++++ Source
Cependant, ces offres ne sont pas toujours suffisamment connues. Leur domaine de pertinence, leurs impacts et leur adéquation avec les objectifs de politiques publiques restent à approfondir. Leur capacité à intégrer/compléter des réseaux de transport publics hiérarchisés est également enjeu, du fait d’un niveau de service (fréquence, assurance du déplacement sur une courte plage horaire, vitesse…) qui varie fortement suivant les territoires et les moments de la journée. Les années 2010, notamment dans leur deuxième moitié, ont vu de nombreux travaux commencer à défricher ces terrains d’analyse.
COMPLEXIFICATION DES JEUX D’ACTEURS AU NIVEAU DES OPÉRATEURS DE TRANSPORT
Jusqu’en 2000, la sphère des acteurs de la mobilité se concentrait notamment sur les opérateurs de transports collectifs routiers et les collectivités en charge. D’autres offres existaient, mais souvent soutenues par les milieux associatifs. Durant les années 2000, les collectivités locales créent ou aident au passage à l’échelle de services anciennement portés par des associations, souvent nommés "nouveaux services de mobilité". Les services de vélos en libre-service (VLS) avec station ont rapidement connu un succès important, les offres d’autopartage commencent à s’inscrire dans les offres directement portées par les collectivités (mais avec encore des volumes faibles) et des sites Internet pour le covoiturage sont mis en place, relativement peu utilisés pour les trajets du quotidien mais le succès de Blablacar sur les trajets longue distance commence à se manifester.
++++++++
++++ Données fournies
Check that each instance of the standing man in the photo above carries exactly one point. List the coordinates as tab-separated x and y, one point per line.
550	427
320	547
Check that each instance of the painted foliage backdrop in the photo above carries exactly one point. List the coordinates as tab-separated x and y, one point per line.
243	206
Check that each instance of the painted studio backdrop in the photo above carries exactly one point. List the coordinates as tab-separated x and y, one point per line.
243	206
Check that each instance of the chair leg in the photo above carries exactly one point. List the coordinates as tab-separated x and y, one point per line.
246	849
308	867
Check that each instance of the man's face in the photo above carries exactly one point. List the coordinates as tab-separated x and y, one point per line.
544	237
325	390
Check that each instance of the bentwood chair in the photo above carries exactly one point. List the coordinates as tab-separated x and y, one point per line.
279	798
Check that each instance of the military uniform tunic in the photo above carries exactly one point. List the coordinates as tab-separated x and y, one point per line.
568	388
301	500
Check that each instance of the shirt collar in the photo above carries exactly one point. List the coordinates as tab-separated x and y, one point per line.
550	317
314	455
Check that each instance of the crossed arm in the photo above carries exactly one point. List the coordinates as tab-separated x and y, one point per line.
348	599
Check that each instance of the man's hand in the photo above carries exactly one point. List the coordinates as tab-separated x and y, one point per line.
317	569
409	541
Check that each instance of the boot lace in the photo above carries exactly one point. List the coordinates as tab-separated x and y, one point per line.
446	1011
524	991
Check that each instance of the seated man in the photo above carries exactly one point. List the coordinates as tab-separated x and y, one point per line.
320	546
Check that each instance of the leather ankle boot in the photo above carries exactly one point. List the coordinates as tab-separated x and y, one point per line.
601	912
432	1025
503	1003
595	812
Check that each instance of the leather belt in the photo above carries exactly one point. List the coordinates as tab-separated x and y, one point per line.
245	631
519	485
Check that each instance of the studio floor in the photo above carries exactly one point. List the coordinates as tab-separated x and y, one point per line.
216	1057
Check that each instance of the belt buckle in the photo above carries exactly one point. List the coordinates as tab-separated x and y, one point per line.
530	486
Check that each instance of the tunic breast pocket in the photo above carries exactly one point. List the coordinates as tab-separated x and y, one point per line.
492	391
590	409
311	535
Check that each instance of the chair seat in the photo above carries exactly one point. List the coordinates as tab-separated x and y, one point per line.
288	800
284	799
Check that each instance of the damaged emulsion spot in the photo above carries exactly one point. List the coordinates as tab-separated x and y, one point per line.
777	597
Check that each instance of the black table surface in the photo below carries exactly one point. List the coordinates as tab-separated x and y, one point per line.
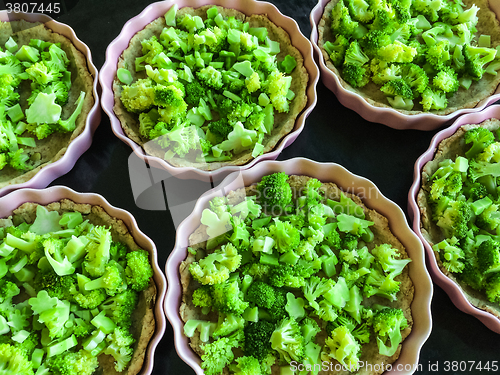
332	133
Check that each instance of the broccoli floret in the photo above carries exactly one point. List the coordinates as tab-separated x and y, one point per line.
120	347
381	284
138	270
40	73
374	40
288	341
452	255
355	75
285	235
258	338
98	251
397	52
120	307
112	280
275	192
81	362
342	346
227	298
446	80
277	85
476	58
433	99
397	87
262	294
247	365
215	267
194	92
492	287
336	50
139	96
354	55
388	324
454	221
219	353
14	360
290	276
210	77
489	219
220	128
488	256
480	138
438	55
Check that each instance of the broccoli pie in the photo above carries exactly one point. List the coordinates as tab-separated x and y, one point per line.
415	56
321	286
46	94
209	87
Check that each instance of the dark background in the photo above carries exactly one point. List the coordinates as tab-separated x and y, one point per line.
332	133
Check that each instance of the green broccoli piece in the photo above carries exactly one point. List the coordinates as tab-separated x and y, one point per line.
258	338
398	87
120	307
480	138
219	353
275	192
247	365
112	281
14	361
388	324
336	50
227	298
194	92
98	254
170	99
138	270
360	10
288	341
342	22
342	346
210	77
355	75
139	96
120	347
488	256
80	362
476	58
374	40
381	284
433	99
492	287
446	80
290	276
215	267
220	128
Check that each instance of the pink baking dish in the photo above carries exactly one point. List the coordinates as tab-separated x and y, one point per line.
449	286
328	172
155	10
386	116
81	143
13	200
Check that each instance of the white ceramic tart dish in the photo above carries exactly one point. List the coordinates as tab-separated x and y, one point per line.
148	319
287	125
373	107
59	151
447	144
177	303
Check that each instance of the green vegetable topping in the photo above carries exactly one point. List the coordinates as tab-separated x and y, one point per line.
270	279
217	77
67	295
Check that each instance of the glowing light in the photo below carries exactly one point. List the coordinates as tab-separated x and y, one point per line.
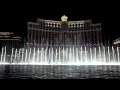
71	55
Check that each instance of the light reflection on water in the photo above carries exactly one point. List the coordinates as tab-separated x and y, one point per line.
58	72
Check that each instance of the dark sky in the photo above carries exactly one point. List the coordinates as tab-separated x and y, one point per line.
15	16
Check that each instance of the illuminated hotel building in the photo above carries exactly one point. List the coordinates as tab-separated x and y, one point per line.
52	33
8	39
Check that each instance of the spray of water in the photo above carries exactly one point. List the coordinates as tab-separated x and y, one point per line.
74	55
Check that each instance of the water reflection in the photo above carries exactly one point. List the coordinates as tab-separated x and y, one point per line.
58	72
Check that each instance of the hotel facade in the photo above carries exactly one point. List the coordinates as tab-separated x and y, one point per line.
63	33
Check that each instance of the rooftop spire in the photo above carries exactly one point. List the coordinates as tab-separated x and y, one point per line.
64	18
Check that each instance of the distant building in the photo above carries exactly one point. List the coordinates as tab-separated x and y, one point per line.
52	33
117	42
9	40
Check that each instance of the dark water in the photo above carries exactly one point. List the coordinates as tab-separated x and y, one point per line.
59	72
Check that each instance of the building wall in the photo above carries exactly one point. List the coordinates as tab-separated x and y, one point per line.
47	32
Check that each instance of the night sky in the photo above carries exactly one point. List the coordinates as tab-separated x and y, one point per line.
15	16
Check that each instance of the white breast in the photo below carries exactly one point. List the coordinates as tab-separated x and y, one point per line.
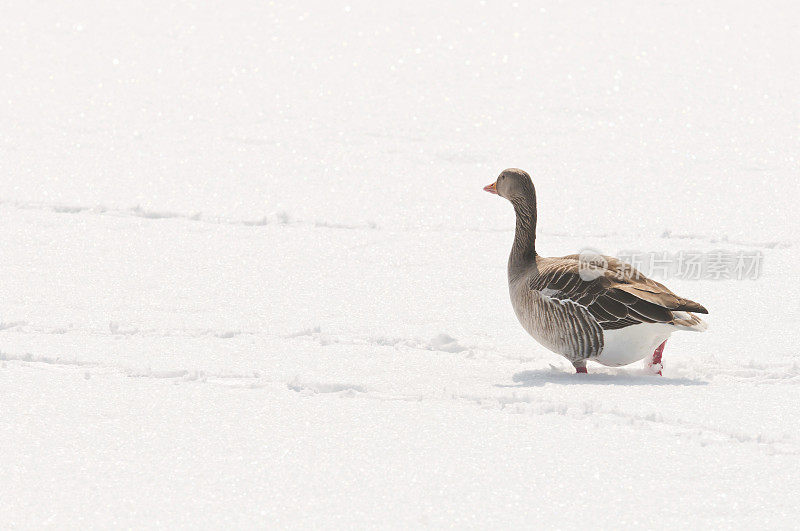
632	343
++++++++
[Consignes]
1. Présentez sous forme de liste le paragraphe de la source qui commence par « Jusqu'en 2000 », en conservant ses faits principaux.
2. Selon la source, sur quels acteurs la sphère de la mobilité se concentrait-elle jusqu'en 2000 ?
3. Recopiez fidèlement le passage de la source qui commence par « Cependant, ces offres » et se poursuit jusqu'à « ces terrains d’analyse. ».

[Réponses]
1.
- Jusqu'en 2000 : les acteurs de la mobilité sont surtout les opérateurs de transports collectifs routiers et les collectivités en charge. Les autres offres sont souvent soutenues par des associations.
- Années 2000 : les collectivités locales créent des services autrefois portés par des associations, souvent appelés « nouveaux services de mobilité », ou aident à leur passage à l'échelle.
- Vélos en libre-service avec station : succès important et rapide.
- Autopartage : début d'intégration dans les offres des collectivités, avec des volumes encore faibles.
- Covoiturage : des sites Internet sont mis en place, mais ils sont peu utilisés pour les trajets du quotidien. Le succès de Blablacar commence à se manifester sur les longues distances.

2. Sur les opérateurs de transports collectifs routiers et les collectivités en charge.

3.
Cependant, ces offres ne sont pas toujours suffisamment connues. Leur domaine de pertinence, leurs impacts et leur adéquation avec les objectifs de politiques publiques restent à approfondir. Leur capacité à intégrer/compléter des réseaux de transport publics hiérarchisés est également enjeu, du fait d’un niveau de service (fréquence, assurance du déplacement sur une courte plage horaire, vitesse…) qui varie fortement suivant les territoires et les moments de la journée. Les années 2010, notamment dans leur deuxième moitié, ont vu de nombreux travaux commencer à défricher ces terrains d’analyse.